> Document excerpt

######

View Full Version : Does putting your rub on your brisket affect it in any way?

04-02-2013, 09:54 PM
All I want to get my brisket on early tomorrow morning. Does taking it out of the cryo and putting the rub on it the night before affect the taste in any way?

04-02-2013, 10:16 PM
It depends on the salt ratio of the rub. My rub has a low salt ratio and I always put it on the night before and it works for me. I am no expert and I'm sure there will be others with more detailed explanations. Good luck.

04-02-2013, 10:31 PM
No effect for me, other than a salty rub will "enhance" your smoke ring. A brisket is too thick of a meat for some rub to affect it IMO.

04-02-2013, 10:43 PM
Don't really matter on a brisket, I usually do my prep wilt the pit is warming up if I'm just cooking 1.

######

> Entries shown
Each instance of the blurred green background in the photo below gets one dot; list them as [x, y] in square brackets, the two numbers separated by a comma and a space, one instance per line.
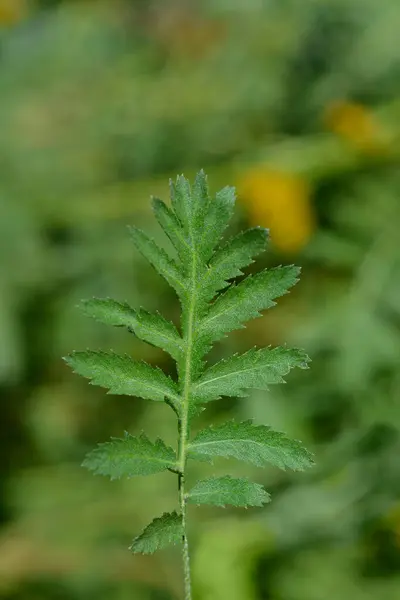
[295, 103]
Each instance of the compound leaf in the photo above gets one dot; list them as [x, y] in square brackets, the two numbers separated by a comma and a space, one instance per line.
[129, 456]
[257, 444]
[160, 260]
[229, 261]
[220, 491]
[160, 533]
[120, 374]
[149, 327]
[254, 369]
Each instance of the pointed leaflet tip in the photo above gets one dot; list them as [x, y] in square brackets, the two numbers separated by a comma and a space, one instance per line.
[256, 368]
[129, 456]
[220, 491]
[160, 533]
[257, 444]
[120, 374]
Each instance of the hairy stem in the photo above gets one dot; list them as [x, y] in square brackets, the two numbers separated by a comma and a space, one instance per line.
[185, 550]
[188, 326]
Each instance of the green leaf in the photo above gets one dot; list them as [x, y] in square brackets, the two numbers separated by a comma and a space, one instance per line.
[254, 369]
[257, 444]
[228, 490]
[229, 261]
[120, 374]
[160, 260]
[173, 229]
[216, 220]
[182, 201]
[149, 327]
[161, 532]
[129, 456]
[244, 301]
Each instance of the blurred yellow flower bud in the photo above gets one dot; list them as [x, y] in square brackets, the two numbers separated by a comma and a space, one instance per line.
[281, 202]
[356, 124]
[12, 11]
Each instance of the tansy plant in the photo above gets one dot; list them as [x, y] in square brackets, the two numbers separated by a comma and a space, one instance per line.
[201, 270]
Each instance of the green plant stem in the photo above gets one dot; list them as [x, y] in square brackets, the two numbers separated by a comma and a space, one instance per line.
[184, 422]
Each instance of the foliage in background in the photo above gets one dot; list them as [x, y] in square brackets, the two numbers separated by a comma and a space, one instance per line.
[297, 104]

######

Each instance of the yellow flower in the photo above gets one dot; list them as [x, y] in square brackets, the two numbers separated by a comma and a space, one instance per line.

######

> Written request A
According to the brisket forum thread, what does the reply posted at 10:16 PM say the effect of applying rub the night before depends on?
> Written request B
Carry on the brisket forum thread from its last sentence.
The rows have no role in this work.

> Answer A
It depends on the salt ratio of the rub.

> Answer B
04-02-2013, 10:58 PM
I am with Bludawg, mostly because it is time efficient, I prep the brisket during the hour or so that my cooker is coming to temperature. But, I have done it overnight, and that worked out fine as well.

04-02-2013, 11:20 PM
Comes out the same to my tastes.

04-03-2013, 12:59 AM
I have done 2 days before, 2 minutes before..and not much different..meat too dense..however for comps I try to do a few hours before

04-03-2013, 05:01 AM
I always put the rub on while the smoker is warming up. I have rubbed them the day before, but nobody could really tell a difference.

04-03-2013, 06:10 AM
I take it out of the cyro, trim and rub while the smoker is warming up

I would rather do it this way than the night before, because if something came up and I could not smoke it when planned, its not sitting in the fridge with rub on it

things happen around my house and sometimes stuff does not go as planned LOL

luke duke
04-03-2013, 08:14 AM
a salty rub will "enhance" your smoke ring.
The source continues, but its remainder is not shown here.